** start Information shown **
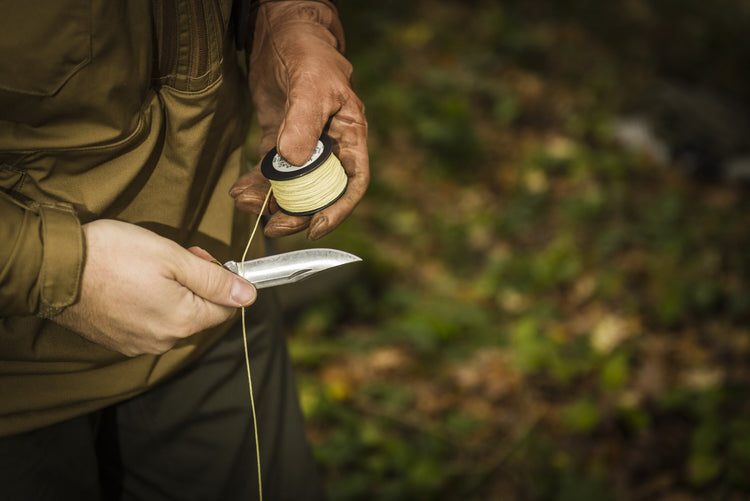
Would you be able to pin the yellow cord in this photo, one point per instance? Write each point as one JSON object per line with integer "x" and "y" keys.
{"x": 305, "y": 194}
{"x": 314, "y": 190}
{"x": 247, "y": 357}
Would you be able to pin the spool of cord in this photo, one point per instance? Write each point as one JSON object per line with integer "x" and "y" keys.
{"x": 302, "y": 190}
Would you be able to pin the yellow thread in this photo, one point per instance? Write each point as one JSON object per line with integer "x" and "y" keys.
{"x": 305, "y": 194}
{"x": 312, "y": 191}
{"x": 244, "y": 342}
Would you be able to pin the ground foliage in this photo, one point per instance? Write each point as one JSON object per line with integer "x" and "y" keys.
{"x": 543, "y": 314}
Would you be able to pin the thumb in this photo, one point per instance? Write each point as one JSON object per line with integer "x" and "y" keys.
{"x": 298, "y": 135}
{"x": 216, "y": 284}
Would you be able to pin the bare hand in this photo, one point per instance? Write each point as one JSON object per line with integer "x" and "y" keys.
** end Information shown **
Requirements: Strip out the pictures and quote the remaining data word for word.

Answer to the exercise:
Would you be able to pin the yellow cord in this photo, one point per instance? Write each point as one JSON object per line with integer "x" and "y" keys.
{"x": 305, "y": 194}
{"x": 314, "y": 190}
{"x": 247, "y": 357}
Would you be able to pin the spool of cord in this photo, one point per instance? Write each point as one JSON object per line with integer "x" and "y" keys.
{"x": 302, "y": 190}
Would you be able to pin the yellow thread in this photo, one point per instance? Write each point as one JSON object per line with integer "x" and "y" keys.
{"x": 305, "y": 194}
{"x": 312, "y": 191}
{"x": 244, "y": 342}
Would you be able to pin the ground foliage in this photo, one point per instance? Write each point as one JSON object per line with integer "x" and "y" keys.
{"x": 543, "y": 314}
Would you be able to pin the thumb in this photo, one point per instance? Write each point as one JSON object per line with integer "x" and "y" keys.
{"x": 298, "y": 135}
{"x": 216, "y": 284}
Would you be able to pin the bare hand in this photo, one point per instance? Write each point as one JSON object per line with integer "x" and "y" keys.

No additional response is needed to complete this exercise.